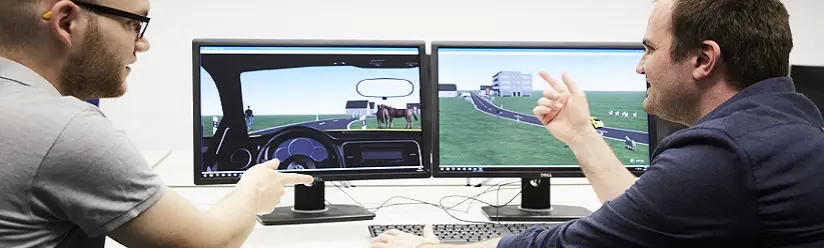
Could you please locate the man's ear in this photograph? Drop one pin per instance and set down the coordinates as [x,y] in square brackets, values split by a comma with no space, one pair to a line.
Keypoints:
[708,60]
[64,19]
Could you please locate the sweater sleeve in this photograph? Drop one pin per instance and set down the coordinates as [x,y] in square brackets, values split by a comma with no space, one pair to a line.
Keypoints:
[695,194]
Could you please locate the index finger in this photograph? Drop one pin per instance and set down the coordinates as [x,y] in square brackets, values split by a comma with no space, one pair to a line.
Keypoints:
[290,179]
[560,88]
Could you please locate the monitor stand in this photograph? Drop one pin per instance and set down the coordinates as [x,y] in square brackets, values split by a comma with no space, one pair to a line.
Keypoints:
[310,207]
[535,206]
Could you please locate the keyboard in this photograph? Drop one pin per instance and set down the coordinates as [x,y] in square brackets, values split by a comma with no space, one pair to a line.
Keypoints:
[461,233]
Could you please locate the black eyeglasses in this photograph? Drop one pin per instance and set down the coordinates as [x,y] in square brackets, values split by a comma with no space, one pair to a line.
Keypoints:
[142,21]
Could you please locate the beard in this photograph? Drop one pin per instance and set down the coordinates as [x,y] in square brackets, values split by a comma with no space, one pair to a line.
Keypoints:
[93,72]
[675,104]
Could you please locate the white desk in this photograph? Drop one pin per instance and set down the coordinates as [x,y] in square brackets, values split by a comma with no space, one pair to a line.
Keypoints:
[372,194]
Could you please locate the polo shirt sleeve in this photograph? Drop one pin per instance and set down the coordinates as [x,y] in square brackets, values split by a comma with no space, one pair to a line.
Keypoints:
[695,194]
[94,177]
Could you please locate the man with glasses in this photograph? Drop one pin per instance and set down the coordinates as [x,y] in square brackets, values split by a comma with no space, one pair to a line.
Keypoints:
[68,176]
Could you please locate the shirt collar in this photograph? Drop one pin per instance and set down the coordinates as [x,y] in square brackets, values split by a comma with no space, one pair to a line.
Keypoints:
[16,72]
[770,85]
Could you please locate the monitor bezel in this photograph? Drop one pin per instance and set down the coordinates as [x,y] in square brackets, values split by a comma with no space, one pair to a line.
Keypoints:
[348,175]
[533,172]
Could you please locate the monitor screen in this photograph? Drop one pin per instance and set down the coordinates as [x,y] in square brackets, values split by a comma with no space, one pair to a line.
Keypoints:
[486,94]
[809,80]
[335,109]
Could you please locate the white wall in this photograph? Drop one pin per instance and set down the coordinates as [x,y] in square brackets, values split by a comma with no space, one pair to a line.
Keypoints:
[157,111]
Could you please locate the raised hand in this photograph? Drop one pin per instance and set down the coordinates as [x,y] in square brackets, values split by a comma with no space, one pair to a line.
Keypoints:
[268,183]
[563,109]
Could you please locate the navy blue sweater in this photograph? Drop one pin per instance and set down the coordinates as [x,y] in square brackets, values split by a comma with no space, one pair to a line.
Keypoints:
[749,174]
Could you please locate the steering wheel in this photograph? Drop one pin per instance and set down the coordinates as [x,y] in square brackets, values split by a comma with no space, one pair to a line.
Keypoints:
[299,161]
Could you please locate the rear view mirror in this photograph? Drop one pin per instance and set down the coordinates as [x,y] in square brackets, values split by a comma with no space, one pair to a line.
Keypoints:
[385,87]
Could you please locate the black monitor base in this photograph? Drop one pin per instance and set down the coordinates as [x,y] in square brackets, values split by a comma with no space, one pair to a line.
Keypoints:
[333,213]
[535,206]
[310,207]
[557,213]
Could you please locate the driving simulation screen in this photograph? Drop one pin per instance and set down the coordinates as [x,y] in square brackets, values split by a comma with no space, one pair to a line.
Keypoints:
[324,110]
[486,98]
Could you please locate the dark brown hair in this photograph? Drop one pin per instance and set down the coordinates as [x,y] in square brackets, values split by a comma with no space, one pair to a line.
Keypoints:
[754,35]
[18,20]
[17,23]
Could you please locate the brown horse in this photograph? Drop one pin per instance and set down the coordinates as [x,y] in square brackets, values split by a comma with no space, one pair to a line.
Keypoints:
[386,114]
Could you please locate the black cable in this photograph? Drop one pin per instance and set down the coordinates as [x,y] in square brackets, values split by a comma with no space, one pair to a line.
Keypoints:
[347,194]
[440,202]
[476,199]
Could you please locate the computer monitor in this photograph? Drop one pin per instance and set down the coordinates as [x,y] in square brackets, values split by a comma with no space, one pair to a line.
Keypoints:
[809,80]
[485,126]
[333,109]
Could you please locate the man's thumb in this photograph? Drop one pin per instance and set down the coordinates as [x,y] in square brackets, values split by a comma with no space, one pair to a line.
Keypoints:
[429,233]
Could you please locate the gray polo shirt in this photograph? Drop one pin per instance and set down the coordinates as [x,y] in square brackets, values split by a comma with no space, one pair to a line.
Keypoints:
[68,177]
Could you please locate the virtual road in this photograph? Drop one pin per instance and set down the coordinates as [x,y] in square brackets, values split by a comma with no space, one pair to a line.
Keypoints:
[321,125]
[613,133]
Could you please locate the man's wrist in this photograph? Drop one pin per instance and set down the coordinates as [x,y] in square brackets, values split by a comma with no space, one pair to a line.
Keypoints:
[584,137]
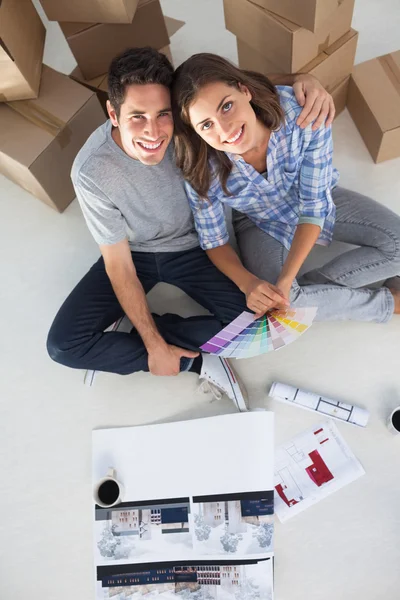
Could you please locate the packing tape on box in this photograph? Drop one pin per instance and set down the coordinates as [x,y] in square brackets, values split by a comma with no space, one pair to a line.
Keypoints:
[391,69]
[43,119]
[324,45]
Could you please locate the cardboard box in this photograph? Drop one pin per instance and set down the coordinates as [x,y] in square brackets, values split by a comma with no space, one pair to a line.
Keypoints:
[330,67]
[306,13]
[22,36]
[90,11]
[374,104]
[339,94]
[286,45]
[40,138]
[99,84]
[95,45]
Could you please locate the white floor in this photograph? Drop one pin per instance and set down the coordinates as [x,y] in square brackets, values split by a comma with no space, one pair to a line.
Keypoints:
[347,546]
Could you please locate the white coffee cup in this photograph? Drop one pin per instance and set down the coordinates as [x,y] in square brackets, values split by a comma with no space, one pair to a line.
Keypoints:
[394,421]
[109,490]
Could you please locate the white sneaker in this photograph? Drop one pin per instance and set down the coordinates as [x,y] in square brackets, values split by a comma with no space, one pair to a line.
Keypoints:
[220,378]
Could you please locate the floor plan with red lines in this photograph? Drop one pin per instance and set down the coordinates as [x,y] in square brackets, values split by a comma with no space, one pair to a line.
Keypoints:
[310,467]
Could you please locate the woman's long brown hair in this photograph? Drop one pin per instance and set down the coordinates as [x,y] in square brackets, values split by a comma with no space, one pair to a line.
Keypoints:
[193,154]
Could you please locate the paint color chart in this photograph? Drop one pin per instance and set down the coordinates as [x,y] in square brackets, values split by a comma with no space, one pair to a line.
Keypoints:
[246,336]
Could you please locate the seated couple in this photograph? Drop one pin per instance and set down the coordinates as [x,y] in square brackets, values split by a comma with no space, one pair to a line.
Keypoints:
[229,137]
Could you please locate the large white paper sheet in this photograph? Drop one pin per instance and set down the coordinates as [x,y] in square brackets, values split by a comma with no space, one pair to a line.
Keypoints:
[198,491]
[311,466]
[224,454]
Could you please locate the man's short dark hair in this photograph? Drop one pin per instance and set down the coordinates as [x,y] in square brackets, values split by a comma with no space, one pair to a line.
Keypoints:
[137,66]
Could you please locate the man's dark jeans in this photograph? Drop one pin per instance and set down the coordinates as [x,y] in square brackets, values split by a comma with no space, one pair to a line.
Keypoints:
[77,338]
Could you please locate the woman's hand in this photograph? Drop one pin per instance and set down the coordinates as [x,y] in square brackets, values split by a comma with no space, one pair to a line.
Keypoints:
[261,296]
[318,105]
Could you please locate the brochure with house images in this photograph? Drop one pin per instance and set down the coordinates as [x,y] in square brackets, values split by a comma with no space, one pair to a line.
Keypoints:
[311,466]
[196,521]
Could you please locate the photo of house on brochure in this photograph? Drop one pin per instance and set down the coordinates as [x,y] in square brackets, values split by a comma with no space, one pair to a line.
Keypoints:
[138,532]
[205,581]
[313,465]
[233,524]
[185,530]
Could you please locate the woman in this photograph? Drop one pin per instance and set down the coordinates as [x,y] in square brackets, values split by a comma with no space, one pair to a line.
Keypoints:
[237,144]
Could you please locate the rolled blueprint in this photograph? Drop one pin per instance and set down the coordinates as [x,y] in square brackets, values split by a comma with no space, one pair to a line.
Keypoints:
[326,406]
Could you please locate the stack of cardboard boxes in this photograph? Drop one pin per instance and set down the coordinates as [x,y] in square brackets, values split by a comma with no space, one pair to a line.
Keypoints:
[45,116]
[374,104]
[288,36]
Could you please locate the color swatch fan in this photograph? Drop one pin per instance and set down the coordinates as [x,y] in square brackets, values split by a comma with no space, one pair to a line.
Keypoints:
[247,336]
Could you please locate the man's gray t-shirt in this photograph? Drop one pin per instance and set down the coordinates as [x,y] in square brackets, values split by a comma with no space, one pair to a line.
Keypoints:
[122,198]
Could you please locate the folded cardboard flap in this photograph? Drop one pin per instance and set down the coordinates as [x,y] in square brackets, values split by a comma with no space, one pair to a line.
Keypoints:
[22,37]
[173,25]
[38,116]
[392,68]
[285,44]
[306,13]
[374,104]
[101,11]
[94,47]
[330,67]
[378,81]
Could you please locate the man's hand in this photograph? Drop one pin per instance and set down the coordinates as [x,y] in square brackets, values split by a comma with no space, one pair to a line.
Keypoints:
[284,285]
[262,296]
[318,105]
[165,359]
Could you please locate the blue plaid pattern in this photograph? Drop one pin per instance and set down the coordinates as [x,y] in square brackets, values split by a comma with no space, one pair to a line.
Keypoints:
[298,185]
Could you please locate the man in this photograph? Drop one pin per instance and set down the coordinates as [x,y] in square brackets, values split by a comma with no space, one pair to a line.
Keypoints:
[134,203]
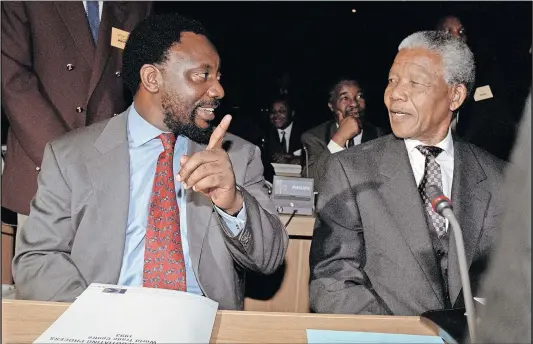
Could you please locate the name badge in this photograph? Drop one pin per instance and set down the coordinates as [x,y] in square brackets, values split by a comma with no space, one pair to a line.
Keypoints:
[119,38]
[483,93]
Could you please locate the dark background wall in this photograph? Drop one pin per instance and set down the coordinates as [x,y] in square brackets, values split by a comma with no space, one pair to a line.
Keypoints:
[315,41]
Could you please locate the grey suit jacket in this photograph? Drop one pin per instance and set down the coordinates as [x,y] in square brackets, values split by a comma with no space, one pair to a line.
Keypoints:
[371,251]
[316,141]
[76,230]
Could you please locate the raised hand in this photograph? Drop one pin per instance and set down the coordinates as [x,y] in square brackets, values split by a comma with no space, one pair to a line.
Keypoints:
[210,172]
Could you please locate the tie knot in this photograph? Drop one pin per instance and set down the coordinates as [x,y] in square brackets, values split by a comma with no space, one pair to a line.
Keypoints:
[429,150]
[168,140]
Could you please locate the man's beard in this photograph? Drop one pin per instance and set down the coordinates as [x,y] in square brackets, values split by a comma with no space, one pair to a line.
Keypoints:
[184,125]
[360,114]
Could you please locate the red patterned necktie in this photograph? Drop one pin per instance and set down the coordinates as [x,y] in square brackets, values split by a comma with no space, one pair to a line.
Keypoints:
[164,264]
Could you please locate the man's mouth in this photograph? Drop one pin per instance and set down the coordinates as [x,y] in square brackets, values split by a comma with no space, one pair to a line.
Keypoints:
[206,113]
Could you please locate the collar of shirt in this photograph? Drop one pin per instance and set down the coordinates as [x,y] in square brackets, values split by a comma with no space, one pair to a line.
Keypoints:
[100,8]
[357,138]
[446,145]
[287,132]
[140,130]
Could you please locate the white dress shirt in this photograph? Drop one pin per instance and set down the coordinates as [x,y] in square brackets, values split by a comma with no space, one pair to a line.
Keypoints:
[287,131]
[100,6]
[444,159]
[333,147]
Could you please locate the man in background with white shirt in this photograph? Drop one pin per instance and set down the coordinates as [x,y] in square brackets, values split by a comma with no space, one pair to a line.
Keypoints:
[378,247]
[61,70]
[281,143]
[347,129]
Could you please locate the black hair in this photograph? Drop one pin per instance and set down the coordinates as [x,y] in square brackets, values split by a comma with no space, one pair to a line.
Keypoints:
[334,88]
[281,98]
[150,41]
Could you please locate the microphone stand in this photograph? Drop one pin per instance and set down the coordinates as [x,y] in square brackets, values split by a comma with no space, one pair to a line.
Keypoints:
[463,270]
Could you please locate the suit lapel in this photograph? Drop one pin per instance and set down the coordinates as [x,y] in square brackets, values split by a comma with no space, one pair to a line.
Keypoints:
[401,197]
[470,201]
[75,19]
[110,175]
[330,131]
[369,132]
[113,15]
[199,211]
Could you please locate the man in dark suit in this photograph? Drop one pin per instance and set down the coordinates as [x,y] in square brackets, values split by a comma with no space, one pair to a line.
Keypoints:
[153,197]
[282,142]
[347,129]
[378,247]
[507,287]
[61,70]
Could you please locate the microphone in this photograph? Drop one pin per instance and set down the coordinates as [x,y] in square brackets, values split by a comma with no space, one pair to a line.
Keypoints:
[306,161]
[443,206]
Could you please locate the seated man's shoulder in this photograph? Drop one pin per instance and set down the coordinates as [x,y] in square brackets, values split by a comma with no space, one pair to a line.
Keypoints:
[236,144]
[79,140]
[368,149]
[317,131]
[493,166]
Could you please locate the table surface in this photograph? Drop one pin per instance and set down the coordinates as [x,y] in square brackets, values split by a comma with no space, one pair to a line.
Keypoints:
[24,321]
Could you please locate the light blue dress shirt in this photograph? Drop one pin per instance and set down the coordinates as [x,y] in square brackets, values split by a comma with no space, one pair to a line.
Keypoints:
[144,148]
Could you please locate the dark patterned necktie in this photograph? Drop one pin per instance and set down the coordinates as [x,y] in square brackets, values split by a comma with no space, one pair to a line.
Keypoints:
[93,15]
[350,143]
[432,176]
[283,142]
[164,263]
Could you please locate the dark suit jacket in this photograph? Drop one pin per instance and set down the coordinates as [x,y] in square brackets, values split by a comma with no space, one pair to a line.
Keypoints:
[271,144]
[75,233]
[40,95]
[371,249]
[316,141]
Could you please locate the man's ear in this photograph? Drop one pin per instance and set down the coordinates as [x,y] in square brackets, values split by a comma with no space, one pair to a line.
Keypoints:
[150,78]
[458,97]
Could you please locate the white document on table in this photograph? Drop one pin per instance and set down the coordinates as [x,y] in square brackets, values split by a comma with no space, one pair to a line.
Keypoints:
[110,314]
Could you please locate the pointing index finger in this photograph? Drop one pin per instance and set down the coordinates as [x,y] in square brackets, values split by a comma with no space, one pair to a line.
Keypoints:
[218,134]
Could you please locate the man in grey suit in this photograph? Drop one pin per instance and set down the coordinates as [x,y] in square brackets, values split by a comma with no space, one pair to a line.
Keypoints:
[348,128]
[378,247]
[108,208]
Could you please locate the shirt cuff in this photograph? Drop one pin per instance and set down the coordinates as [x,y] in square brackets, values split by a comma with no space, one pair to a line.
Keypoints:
[235,224]
[333,147]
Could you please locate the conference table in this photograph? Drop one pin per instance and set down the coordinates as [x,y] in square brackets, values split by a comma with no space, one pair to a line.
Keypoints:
[25,321]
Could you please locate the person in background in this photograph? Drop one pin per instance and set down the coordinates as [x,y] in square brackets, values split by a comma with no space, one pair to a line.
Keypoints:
[506,317]
[348,127]
[282,142]
[61,70]
[452,25]
[153,197]
[378,247]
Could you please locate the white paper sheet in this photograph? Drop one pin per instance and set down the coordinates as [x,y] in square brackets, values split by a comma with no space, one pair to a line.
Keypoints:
[108,314]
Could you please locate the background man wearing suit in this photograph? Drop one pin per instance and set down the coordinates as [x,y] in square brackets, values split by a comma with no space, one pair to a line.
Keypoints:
[108,208]
[378,247]
[349,128]
[282,142]
[60,71]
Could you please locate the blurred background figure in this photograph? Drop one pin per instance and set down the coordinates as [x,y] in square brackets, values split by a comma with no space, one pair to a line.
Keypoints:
[348,127]
[281,140]
[452,25]
[506,318]
[61,70]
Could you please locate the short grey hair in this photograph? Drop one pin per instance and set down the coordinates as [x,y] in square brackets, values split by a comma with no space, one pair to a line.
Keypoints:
[457,58]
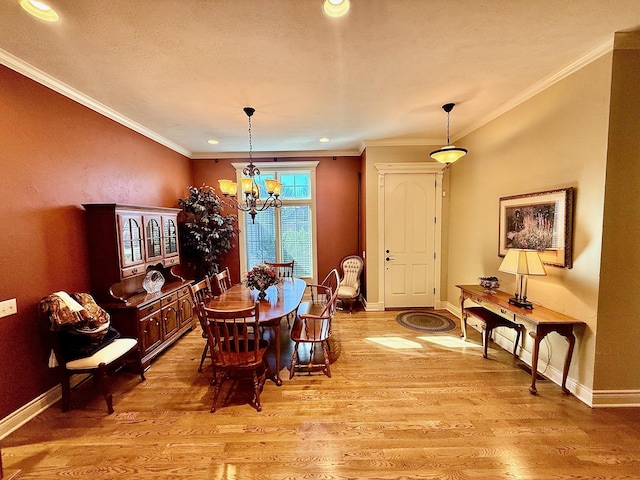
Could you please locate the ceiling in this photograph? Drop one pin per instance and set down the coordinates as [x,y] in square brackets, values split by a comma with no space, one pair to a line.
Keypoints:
[181,71]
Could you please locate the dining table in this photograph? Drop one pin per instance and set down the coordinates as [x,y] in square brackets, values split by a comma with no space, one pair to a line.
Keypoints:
[281,301]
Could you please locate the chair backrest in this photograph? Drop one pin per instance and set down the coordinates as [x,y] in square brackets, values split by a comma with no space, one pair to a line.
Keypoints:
[234,336]
[351,266]
[322,301]
[332,280]
[314,320]
[223,279]
[283,269]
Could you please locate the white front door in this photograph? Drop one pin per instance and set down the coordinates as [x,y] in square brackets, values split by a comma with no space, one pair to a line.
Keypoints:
[409,239]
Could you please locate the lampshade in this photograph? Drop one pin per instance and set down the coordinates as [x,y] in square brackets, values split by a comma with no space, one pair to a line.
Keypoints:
[522,262]
[335,8]
[225,186]
[449,153]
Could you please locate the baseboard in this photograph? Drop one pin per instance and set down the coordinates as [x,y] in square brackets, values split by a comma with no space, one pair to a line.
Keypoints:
[616,398]
[15,420]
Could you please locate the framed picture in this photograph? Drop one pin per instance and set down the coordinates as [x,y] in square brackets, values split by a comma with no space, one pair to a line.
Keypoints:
[540,221]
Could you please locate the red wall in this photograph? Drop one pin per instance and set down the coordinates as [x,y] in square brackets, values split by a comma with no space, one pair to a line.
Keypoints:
[55,155]
[336,207]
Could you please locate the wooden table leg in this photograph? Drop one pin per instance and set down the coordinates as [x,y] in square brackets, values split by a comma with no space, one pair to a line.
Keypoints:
[463,318]
[277,378]
[537,338]
[567,332]
[542,331]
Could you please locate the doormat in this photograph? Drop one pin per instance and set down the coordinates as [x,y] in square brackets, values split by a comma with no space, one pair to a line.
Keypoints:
[426,322]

Requirement:
Skip the pictures. Restate exactly the lines from the start of the entries through the line containing "Could you please locate the index", both ends included.

Written reply:
Could you please locate the man's ear in this photograph? Drop one pin per instance and set down the coordinates as [x,y] in square brackets, values split by a comma with no space, one pair to a line.
Keypoints:
[708,60]
[64,19]
Could you please locate the sweater sleeve in this photograph? Drop one pin per instance and set down the coordinates as [x,y] in square brackets, values split by a comma with no space, one pair to a line.
Keypoints:
[695,194]
Could you please locate the index finger in this photograph? Drop one pin per instance and set down the coordinates as [x,y] in square brackets, values split by a comma with no space, one pair to a line.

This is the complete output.